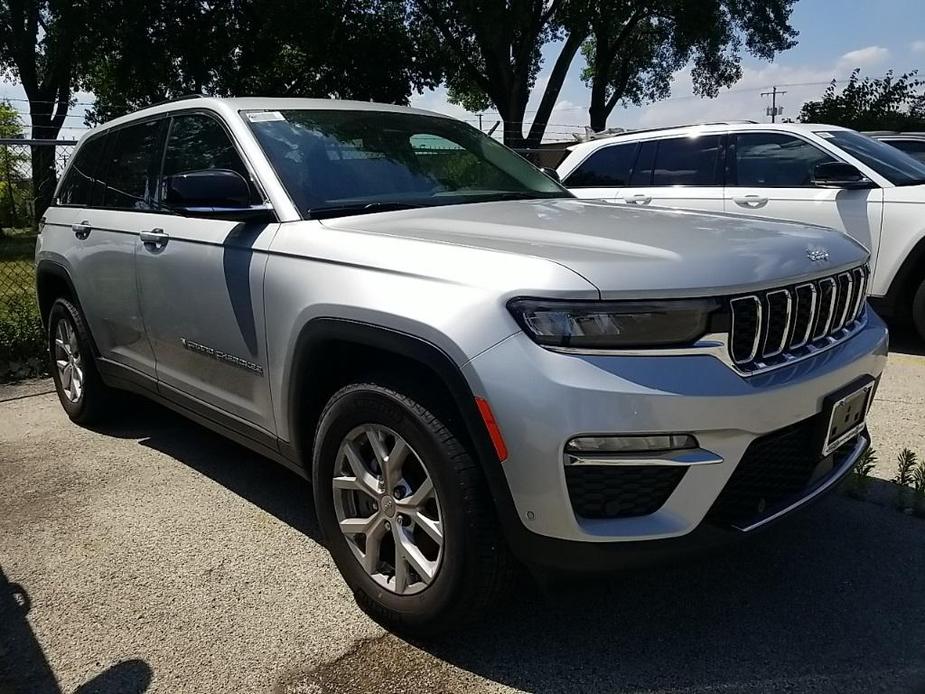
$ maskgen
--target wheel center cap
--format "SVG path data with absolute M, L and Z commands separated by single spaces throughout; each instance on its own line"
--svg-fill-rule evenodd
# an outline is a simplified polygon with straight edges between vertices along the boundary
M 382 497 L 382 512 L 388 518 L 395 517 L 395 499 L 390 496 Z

# # # # # # #

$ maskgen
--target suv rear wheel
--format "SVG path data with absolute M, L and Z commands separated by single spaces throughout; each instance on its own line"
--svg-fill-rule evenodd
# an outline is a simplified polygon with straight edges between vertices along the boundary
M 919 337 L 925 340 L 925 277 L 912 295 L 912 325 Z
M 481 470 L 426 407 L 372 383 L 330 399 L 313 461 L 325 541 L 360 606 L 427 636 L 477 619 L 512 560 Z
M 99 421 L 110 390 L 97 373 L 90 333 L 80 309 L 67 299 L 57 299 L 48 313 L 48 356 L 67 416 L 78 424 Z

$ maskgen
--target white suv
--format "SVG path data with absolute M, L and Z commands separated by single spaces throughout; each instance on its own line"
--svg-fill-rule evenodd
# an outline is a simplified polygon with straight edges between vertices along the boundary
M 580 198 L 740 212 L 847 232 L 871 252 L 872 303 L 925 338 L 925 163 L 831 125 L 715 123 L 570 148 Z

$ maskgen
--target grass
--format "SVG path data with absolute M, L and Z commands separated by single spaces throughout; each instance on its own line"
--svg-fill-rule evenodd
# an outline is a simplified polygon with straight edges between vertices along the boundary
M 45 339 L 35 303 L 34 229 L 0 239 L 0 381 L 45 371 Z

# # # # # # #

HOW TO COMPLETE THIS TASK
Show the lines above that include "target".

RESPONSE AREA
--target wheel center cap
--target suv rear wheel
--target white suv
--target grass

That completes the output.